## Task objective
Pull out every line in the items below that contains the string "plant" and copy each one in full. Matches must agree in case.

+++

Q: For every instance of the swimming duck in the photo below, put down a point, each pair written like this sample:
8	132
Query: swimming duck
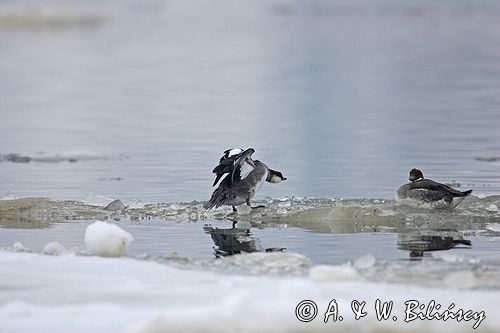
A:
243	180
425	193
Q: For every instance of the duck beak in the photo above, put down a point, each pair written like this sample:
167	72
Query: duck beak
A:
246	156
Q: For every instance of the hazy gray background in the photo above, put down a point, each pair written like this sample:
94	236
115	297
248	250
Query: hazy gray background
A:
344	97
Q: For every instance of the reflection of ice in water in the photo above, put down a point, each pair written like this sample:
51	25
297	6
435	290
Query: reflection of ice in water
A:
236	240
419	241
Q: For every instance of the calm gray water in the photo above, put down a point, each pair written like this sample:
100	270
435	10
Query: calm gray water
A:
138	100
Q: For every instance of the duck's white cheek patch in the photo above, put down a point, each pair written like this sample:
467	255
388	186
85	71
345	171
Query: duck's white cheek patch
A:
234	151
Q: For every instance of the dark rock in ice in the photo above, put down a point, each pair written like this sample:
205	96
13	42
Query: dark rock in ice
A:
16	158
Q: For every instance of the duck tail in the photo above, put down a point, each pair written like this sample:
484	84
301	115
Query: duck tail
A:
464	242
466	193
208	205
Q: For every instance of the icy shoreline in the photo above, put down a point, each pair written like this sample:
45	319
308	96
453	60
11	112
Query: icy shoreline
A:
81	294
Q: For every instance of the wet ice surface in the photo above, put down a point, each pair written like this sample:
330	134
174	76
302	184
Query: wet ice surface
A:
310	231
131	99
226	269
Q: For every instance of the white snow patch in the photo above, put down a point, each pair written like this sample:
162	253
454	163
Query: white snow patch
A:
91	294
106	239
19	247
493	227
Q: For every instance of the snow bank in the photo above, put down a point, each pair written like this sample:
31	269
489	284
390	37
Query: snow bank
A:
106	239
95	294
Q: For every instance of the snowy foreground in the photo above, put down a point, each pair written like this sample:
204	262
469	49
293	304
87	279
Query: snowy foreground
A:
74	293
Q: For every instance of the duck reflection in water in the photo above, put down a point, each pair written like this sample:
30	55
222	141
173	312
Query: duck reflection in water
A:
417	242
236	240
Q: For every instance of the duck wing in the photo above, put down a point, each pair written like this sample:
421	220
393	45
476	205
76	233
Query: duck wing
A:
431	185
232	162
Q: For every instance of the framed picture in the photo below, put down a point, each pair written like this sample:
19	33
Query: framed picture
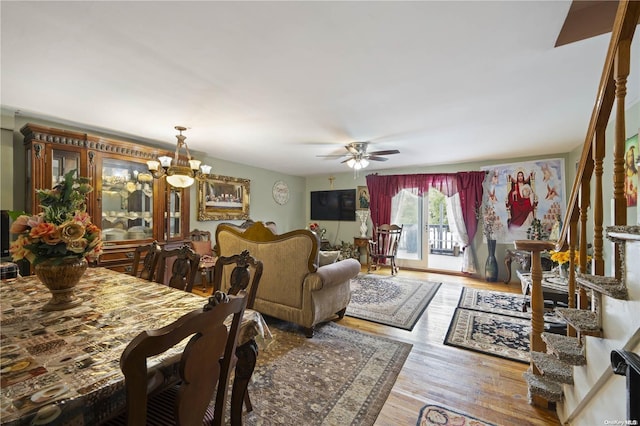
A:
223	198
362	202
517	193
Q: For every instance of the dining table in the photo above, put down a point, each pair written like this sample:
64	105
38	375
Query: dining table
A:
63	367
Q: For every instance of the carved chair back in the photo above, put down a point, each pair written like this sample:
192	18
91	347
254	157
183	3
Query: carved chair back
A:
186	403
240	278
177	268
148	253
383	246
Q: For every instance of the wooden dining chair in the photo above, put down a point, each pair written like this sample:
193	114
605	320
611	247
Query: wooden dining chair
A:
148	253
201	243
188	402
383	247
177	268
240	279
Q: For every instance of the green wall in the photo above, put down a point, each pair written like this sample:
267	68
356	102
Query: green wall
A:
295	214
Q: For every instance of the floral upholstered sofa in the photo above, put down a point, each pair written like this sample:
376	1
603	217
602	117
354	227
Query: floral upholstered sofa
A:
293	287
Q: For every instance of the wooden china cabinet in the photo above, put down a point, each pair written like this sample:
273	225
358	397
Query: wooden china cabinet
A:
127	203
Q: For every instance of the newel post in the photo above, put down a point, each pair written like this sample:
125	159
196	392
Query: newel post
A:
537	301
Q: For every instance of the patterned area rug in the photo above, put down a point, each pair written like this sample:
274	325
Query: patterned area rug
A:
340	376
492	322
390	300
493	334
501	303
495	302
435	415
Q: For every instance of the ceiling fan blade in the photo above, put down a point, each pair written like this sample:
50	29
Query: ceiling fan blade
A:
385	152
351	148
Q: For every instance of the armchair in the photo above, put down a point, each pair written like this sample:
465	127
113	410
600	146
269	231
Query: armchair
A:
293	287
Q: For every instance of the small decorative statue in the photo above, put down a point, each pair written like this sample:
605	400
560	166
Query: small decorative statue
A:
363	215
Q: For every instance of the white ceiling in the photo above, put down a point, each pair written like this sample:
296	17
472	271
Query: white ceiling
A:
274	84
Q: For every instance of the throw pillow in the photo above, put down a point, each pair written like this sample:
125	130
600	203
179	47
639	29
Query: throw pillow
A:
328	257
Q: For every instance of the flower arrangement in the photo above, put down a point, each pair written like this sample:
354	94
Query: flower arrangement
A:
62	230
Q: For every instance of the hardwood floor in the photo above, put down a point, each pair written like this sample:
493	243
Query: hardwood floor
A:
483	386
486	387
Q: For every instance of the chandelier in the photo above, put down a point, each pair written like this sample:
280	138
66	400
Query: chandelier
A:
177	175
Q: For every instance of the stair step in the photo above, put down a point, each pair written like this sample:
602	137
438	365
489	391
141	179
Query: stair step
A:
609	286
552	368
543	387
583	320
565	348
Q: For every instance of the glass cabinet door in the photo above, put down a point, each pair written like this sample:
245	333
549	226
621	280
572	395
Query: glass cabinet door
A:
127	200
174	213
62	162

+++

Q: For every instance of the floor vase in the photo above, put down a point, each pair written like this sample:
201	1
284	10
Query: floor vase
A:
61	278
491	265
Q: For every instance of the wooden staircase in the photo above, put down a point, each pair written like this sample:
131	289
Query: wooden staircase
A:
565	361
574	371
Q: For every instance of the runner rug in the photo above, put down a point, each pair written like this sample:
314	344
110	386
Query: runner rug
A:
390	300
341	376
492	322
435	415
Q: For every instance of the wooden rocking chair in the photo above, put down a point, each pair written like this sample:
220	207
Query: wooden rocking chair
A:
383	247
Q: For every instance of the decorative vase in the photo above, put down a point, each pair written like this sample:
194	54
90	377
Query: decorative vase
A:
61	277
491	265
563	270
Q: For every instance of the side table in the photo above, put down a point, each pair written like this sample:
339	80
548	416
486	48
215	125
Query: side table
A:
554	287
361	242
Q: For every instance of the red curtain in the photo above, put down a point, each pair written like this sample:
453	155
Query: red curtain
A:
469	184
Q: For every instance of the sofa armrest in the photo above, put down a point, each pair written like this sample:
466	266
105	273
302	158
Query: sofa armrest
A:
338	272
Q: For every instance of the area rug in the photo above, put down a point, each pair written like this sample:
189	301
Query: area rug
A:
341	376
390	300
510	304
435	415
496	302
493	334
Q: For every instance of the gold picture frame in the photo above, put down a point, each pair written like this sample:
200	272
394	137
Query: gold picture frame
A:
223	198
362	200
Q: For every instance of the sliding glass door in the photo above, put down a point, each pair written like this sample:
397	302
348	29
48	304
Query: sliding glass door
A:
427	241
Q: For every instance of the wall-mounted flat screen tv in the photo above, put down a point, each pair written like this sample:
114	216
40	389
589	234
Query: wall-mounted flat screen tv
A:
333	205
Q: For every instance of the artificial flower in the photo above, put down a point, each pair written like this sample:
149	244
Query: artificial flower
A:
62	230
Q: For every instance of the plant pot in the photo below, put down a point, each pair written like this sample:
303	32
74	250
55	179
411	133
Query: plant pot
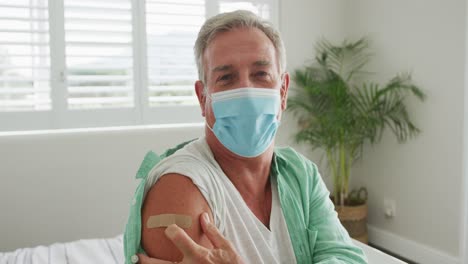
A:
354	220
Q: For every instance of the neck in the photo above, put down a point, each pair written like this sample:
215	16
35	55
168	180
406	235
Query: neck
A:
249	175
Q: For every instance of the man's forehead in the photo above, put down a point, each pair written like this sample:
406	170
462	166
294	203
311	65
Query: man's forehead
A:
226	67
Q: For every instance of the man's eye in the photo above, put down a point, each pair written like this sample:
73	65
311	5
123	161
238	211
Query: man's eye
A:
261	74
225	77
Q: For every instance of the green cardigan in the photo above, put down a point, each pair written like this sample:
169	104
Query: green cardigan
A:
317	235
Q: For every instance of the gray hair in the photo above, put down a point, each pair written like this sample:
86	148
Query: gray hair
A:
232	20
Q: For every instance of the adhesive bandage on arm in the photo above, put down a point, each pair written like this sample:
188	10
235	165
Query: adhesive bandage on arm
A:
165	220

+++

## Task response
Q: For every instance of the plant pot in the photo below, put down a point, each pair written like this sample:
Query: plant pot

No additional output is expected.